Set of tasks.
a - Check each statement against the review below and answer yes or no, quoting the exact words of the review that decide it. (i) Algorithm 1 differs from the TiWnet algorithm only in the beta sampling step. (ii) The review calls the background thorough. (iii) In the experiments, TiWnet learns a graph that is too sparse.
b - Quote the review below word for word, from "Clarity, quality, originality, significance: The" to "significance.".

Extract provided.
+ + + +

Clarity, quality, originality, significance: The exposition is fairly
clear. There seem to be many similarities to the TiWnet work, so,
while the background is a little sparse, most readers' questions can
be answered by referring to [19]. Figure 2 also provides a very nice,
clean comparison to related work, and section 2.1.1's explanation of
why Sigma can't simply be removed by setting the derivative equal to
zero is helpful. While it's not a large theoretical delta over the
TiWnet work, the experiments indicate the practical edge the use of
the Matrix-Gamma prior gives, which testifies to the work's
significance.

More detailed comments:

It seems that there are many similarities between this work and the
TiWnet work that aren't exactly explicit in the paper. For instance,
Algorithm 1 is nearly identical to the algorithm for TiWnet, except
for the beta sampling step. It would be helpful to the reader if
these sort of similarities and differences were more clearly marked.

Please explain in more detail exactly what is done experimentally to
"obtain the final W via annealing". How is the temperature d adjusted
to converge on a final W?

In the experiments, how is lambda for the prior p_2 chosen? Since
this prior is meant to induce sparsity, why not just turn up lambda
for TiWnet? This seems like it might at least partially solve the
main problem observed in the experiments, where TiWnet learns far too
dense of a graph.

+ + + +

Data section.
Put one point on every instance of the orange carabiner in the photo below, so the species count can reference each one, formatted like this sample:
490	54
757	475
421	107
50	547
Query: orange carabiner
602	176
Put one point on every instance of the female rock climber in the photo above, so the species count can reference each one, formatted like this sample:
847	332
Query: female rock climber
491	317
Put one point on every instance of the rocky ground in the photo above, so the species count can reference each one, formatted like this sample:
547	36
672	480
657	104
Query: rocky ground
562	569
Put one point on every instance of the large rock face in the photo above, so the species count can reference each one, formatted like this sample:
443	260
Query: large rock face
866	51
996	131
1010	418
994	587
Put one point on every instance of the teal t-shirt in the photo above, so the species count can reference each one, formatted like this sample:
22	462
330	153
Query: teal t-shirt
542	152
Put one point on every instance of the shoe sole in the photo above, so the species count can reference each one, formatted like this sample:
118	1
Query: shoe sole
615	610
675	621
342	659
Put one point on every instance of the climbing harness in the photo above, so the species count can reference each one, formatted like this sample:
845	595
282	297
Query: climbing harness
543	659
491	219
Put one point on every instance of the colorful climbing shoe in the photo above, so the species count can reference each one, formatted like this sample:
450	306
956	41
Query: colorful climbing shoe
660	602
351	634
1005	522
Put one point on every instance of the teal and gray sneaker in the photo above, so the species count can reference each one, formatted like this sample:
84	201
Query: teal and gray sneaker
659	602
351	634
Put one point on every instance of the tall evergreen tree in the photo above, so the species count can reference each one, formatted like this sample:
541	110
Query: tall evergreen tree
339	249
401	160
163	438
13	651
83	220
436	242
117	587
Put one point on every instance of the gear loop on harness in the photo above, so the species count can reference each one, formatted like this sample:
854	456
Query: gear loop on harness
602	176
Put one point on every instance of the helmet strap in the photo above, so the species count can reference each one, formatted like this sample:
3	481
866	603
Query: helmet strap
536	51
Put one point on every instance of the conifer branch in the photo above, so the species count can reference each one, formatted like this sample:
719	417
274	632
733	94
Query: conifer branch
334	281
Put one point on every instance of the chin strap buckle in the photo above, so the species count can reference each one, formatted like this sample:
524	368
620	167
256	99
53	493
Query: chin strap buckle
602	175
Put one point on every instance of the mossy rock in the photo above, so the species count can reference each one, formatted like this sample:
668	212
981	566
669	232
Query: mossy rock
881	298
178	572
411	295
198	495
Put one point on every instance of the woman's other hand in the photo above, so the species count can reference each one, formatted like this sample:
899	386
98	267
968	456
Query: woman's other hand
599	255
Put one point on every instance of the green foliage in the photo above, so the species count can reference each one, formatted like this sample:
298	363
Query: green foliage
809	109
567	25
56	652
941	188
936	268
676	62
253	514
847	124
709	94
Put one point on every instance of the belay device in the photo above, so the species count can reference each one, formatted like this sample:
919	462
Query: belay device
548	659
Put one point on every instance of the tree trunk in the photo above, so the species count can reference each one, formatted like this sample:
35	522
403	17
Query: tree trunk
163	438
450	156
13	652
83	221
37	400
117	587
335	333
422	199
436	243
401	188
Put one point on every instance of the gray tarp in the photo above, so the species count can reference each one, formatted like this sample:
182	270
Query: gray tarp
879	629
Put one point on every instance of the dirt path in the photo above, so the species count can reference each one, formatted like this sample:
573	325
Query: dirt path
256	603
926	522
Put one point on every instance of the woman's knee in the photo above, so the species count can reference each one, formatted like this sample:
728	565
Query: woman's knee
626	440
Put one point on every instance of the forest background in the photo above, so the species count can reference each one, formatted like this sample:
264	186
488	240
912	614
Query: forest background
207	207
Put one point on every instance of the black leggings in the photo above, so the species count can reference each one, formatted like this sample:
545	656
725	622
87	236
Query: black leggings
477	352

+ + + +

Solutions per task.
a -
(i) Yes: "Algorithm 1 is nearly identical to the algorithm for TiWnet, except for the beta sampling step"
(ii) No: "the background is a little sparse"
(iii) No: "TiWnet learns far too dense of a graph"

b -
Clarity, quality, originality, significance: The exposition is fairly
clear. There seem to be many similarities to the TiWnet work, so,
while the background is a little sparse, most readers' questions can
be answered by referring to [19]. Figure 2 also provides a very nice,
clean comparison to related work, and section 2.1.1's explanation of
why Sigma can't simply be removed by setting the derivative equal to
zero is helpful. While it's not a large theoretical delta over the
TiWnet work, the experiments indicate the practical edge the use of
the Matrix-Gamma prior gives, which testifies to the work's
significance.